→ SUPPLIED PASSAGE
* * * *

Sadly, individuals who were older or who had greater degrees of developmental symptoms at the time of treatment have continued to decline.
The Transpher B trial of the same type of gene therapy for individuals with Sanfilippo type B, has also treated patients under the age of two in three groups with increasing doses. Data from all the groups show reduction in CSF heparan sulphate and other biomarkers and reductions in liver volume. Results of the cognitive tests for the higher dose groups are looking promising, but a longer follow up period is needed before the results can be released in more detail.
- Intracerebroventricular (ICV) administration of AAV9-SGSH gene therapy for Sanfilippo type A (Esteve)
In this ongoing trial in Barcelona, the gene therapy is delivered by injection into the fluid that bathes the brain. Some of the gene therapy also enters the bloodstream. Nine patients, aged between 2 and 5 years, have been treated in three groups, each receiving an increasing dose of the therapy. Only the safety data has been presented so far, with the treatment being well tolerated. One patient experienced a serious adverse event related to the surgical procedure, but no events related to the gene therapy were observed. Unfortunately, the pandemic has delayed the follow-up of the patients, so the biochemical and neurocognitive testing are yet to come.
SCF Funded Researchers
We were delighted to see several international and Australian researchers who have received funding from SCF presenting their findings at the conference
Dr Kim Hemsley from Flinders University in Adelaide presented her results showing that a non-invasive method to measure the thinning of the retina in Sanfilippo syndrome may provide a real-time measure that reflects the damage in the brain. With further development it could be used in clinical trials to track treatment responses.
Professor Sandra Orgeig from the University of South Australia presented results from her study into lung function in Sanfilippo and other MPS. Their animal studies suggest that MPS disorders affect the lubricant (surfactant) on the inner surfaces of the lungs and reduce lung tissue elasticity and diaphragm muscle strength. These findings help explain the impact of MPS on lung function and increased susceptibility to infection.

* * * *

→ WHAT YOU WILL DO
Answer these questions using the Sanfilippo research update:
1. What age were the patients treated in the Transpher B trial?
2. How many patients have been treated in the Barcelona trial, and what was their age range?
3. At which university does Dr Kim Hemsley work?
The entries that come next are from a different source.

* * * *

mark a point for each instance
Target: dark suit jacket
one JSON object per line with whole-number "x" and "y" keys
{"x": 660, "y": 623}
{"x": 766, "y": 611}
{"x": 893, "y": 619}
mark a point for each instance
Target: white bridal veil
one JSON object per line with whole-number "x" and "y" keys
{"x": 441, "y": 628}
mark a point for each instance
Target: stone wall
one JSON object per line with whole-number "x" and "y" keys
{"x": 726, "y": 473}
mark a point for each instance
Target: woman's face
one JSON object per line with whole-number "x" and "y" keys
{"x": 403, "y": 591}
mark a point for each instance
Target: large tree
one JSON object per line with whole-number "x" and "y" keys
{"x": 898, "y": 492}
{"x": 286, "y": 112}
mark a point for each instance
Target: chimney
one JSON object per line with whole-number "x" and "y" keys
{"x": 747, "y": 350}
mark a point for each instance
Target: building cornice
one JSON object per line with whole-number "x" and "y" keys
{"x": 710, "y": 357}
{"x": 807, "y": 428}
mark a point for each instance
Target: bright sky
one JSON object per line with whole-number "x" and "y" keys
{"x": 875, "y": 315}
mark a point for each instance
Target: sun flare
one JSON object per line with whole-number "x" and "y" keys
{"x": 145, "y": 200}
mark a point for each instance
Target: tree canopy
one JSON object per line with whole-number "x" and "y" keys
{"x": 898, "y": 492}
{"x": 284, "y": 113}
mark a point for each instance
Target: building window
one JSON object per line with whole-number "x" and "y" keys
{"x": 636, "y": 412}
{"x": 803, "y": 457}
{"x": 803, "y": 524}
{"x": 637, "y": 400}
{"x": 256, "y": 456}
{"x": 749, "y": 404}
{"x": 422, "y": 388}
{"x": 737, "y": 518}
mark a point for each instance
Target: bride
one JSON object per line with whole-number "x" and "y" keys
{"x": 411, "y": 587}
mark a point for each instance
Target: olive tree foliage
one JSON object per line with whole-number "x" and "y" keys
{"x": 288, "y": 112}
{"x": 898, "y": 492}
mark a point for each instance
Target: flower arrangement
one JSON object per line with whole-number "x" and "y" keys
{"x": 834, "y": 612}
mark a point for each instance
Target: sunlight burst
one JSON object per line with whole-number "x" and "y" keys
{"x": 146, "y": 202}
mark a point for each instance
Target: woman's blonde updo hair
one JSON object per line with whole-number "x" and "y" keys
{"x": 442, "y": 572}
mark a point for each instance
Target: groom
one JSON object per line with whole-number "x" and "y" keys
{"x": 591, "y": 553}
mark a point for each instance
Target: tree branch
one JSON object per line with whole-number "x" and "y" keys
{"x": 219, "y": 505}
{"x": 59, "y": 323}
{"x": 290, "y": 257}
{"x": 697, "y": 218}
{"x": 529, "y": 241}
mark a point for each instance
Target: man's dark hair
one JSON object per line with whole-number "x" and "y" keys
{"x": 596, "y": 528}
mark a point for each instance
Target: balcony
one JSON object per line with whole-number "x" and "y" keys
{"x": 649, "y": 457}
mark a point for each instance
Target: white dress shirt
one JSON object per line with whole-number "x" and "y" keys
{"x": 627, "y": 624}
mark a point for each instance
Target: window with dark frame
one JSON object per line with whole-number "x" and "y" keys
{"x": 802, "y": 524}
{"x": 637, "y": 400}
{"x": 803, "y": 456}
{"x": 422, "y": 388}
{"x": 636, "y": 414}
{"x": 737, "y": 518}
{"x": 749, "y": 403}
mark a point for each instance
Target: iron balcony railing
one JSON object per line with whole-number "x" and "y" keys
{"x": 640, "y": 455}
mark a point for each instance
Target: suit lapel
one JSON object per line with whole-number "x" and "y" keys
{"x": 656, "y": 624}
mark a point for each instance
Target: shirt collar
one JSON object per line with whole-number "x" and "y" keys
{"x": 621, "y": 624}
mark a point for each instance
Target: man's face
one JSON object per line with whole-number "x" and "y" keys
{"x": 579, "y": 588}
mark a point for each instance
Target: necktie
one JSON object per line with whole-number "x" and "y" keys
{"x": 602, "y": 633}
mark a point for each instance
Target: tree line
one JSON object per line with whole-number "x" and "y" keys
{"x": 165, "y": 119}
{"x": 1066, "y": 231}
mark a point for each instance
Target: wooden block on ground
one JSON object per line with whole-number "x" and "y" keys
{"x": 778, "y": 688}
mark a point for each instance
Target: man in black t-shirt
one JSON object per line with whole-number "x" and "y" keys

* * * *

→ FINISHED EXERCISE
1. Under the age of two.
2. Nine patients, aged between 2 and 5 years.
3. Flinders University in Adelaide.